Task »
Please answer these questions using the Rampart Institute text below.
1. Which Executive Board member led the League of Women Non-Voters?
2. In what year was the 487-page hardback book published?
3. Where was the May 1993 debate between Prof. David R. Henderson and Prof. Erika Weis McGrath held?

Some of the more noteworthy Executive Board members of Rampart Institute included author and objectivist George H. Smith; an owner of the Love Box Company, Robert D. Love; vice chairman of the board of Freedom Newspaper, Harry Hoiles; systems analyst Jane Heider; Los Angeles attorney Linda Abrams; writer and publisher Richard Radford; author and founder of Rampart College, Robert LeFevre; businessmen Dennison and Randall Smith; League of Women Non-Voters leader Caroline Roper-Deyo; bestselling author John Pugsley; and individual feminist Wendy McElroy.

==Liberty Book Project==
One of the major projects that Rampart Institute undertook was the editing and publication of LeFevre’s 52-week audio home study-course called “The Fundamentals of Liberty”. The 487-page hardback book was published posthumous in 1988.

==Later years==
In later years, Rampart Institute sponsored a number of “Freeland Forum” events in Monterey, California. One was a debate between Prof. David R. Henderson and Prof. Erika Weis McGrath in May 1993 at Monterey Peninsula College, entitled: “The 1980s: The Best of Times or the Worst of Times?” A series of co-sponsored speeches focused on opposing the drug war, with speeches by former San Jose police chief Joseph McNamara, and Jack Herer, author of the underground bestseller The Emperor Wears No Clothes.

Recorded data

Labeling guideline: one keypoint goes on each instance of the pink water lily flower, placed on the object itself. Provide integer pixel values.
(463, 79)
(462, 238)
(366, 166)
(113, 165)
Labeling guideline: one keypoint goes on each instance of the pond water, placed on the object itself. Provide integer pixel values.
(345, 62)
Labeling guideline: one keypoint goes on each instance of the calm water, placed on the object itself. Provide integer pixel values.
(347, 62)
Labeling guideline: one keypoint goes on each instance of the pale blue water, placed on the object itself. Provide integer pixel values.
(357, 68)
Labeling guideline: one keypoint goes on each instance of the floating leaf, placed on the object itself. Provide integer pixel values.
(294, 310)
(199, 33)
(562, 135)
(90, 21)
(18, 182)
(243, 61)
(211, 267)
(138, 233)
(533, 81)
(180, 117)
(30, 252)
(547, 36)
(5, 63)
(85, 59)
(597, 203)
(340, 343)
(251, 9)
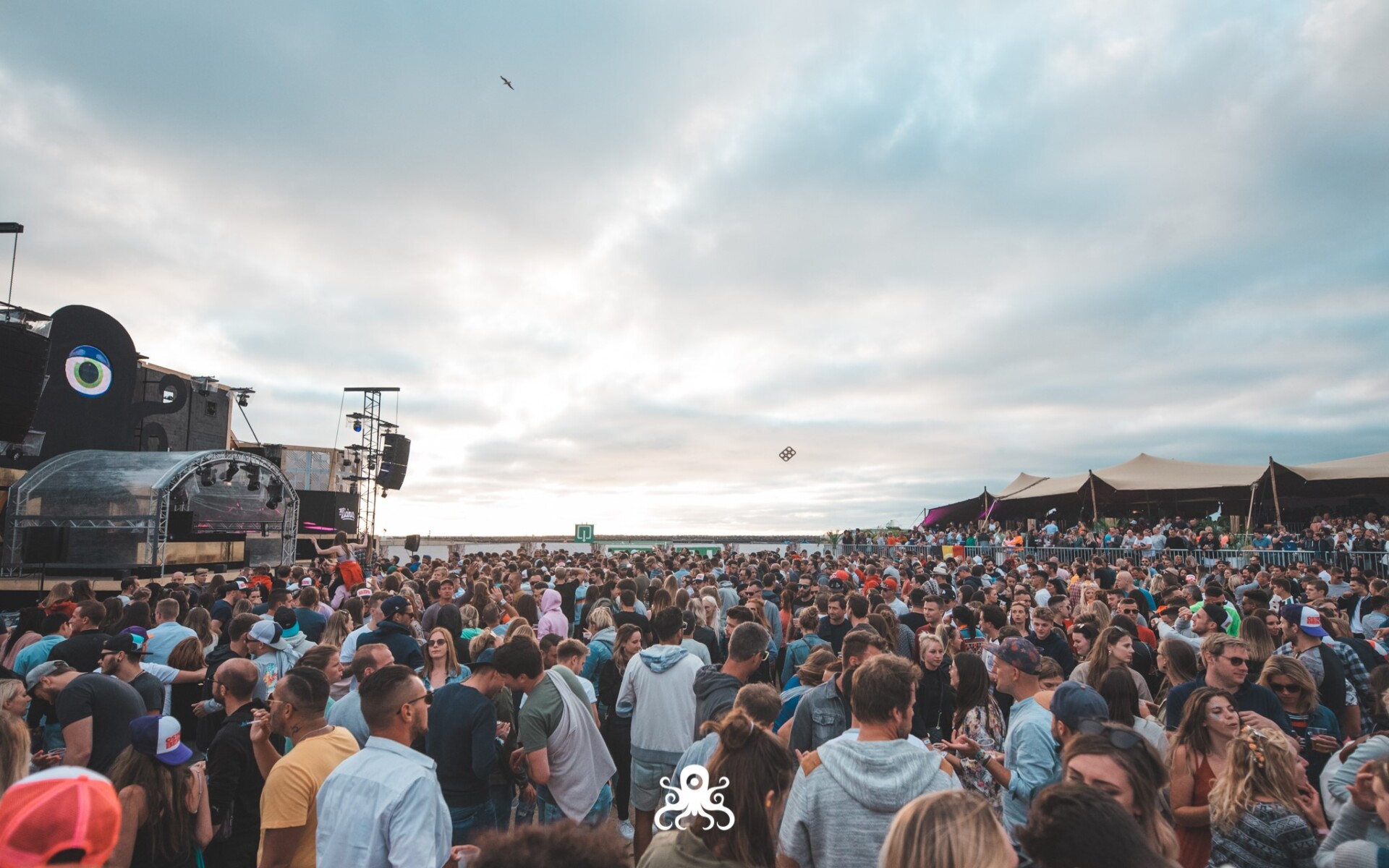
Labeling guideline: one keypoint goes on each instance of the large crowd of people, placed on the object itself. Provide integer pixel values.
(1360, 539)
(676, 710)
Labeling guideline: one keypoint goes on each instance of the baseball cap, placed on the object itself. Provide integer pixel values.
(160, 738)
(41, 671)
(1220, 617)
(1306, 617)
(67, 809)
(1019, 653)
(127, 642)
(1074, 702)
(268, 634)
(288, 623)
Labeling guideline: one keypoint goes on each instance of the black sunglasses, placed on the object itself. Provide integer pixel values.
(1118, 736)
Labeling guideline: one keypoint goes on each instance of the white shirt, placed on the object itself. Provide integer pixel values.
(350, 643)
(382, 809)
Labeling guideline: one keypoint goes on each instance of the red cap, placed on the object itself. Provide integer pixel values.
(61, 809)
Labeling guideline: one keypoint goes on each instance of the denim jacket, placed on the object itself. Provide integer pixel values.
(821, 715)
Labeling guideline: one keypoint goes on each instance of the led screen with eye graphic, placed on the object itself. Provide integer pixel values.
(89, 371)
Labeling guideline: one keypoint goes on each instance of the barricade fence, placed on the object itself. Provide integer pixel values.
(1369, 561)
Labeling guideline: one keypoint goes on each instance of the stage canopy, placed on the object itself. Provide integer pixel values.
(120, 510)
(1147, 480)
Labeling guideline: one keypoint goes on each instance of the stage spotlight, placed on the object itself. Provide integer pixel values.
(277, 492)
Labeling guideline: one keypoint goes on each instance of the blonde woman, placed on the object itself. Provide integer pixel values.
(1259, 816)
(442, 664)
(951, 830)
(339, 624)
(14, 750)
(520, 629)
(200, 623)
(1099, 611)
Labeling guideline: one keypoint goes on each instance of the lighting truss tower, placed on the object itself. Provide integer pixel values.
(371, 427)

Answer for this exercise »
1. Caroline Roper-Deyo
2. 1988
3. Monterey Peninsula College